[Data items]
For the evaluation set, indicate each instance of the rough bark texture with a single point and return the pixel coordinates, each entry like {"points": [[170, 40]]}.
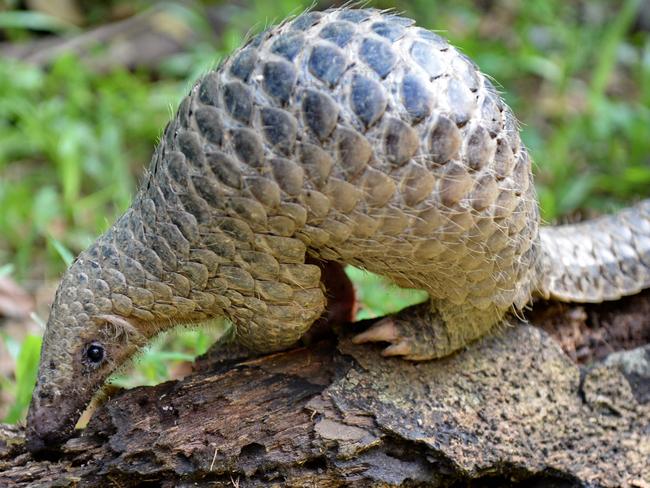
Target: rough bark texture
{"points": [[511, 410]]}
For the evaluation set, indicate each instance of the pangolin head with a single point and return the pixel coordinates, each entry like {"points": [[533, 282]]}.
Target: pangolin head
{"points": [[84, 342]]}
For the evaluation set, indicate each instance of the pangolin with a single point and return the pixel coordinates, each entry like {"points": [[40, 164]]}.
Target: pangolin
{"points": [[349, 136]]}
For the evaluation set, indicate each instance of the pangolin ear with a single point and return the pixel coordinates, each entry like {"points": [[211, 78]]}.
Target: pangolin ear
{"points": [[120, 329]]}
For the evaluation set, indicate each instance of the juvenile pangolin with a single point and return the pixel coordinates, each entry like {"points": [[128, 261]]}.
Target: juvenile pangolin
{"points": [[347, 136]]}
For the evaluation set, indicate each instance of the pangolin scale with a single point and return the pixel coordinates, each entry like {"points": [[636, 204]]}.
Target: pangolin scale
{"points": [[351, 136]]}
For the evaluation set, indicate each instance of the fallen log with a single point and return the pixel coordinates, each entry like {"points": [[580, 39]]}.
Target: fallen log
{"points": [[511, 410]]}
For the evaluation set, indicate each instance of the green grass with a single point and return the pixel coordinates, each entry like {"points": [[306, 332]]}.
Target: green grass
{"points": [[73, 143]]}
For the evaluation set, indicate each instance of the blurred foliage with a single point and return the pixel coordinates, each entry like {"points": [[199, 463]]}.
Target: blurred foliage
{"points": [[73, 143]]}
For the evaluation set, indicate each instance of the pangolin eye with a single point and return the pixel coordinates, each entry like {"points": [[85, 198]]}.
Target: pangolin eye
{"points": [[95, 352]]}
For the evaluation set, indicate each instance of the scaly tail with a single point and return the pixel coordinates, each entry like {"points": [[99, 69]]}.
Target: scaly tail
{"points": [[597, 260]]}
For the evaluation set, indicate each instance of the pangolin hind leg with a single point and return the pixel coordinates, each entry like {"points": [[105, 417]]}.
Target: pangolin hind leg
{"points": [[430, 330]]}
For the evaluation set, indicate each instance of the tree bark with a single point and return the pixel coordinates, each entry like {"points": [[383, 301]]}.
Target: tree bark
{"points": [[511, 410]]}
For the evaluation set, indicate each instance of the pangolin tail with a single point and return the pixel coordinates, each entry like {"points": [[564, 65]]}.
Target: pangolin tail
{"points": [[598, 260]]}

◆ **EXERCISE INSTRUCTIONS**
Copy the material word for word, everything from the line containing "For the evaluation set, indicate each instance of the scaly" down to the end of the material.

◆ **EXERCISE SOLUTION**
For the evaluation set, indicate each instance of the scaly tail with a single point and return the pixel coordinates, each entry like {"points": [[99, 69]]}.
Target: scaly tail
{"points": [[597, 260]]}
For the evaluation set, indicate each instance of the pangolin hind leg with a single point and return the pixel coordinates, each entry like {"points": [[105, 417]]}.
Target: pangolin hind leg
{"points": [[430, 330]]}
For the evaluation set, indicate each instance of the tree bark with a single point and return the pixel coordinates, each entry like {"points": [[383, 301]]}.
Target: tree bark
{"points": [[511, 410]]}
For the evaluation set, indicate each instance of the pangolin tail with a single point and return the pixel coordinates, each entry like {"points": [[564, 65]]}.
Target: pangolin tail
{"points": [[598, 260]]}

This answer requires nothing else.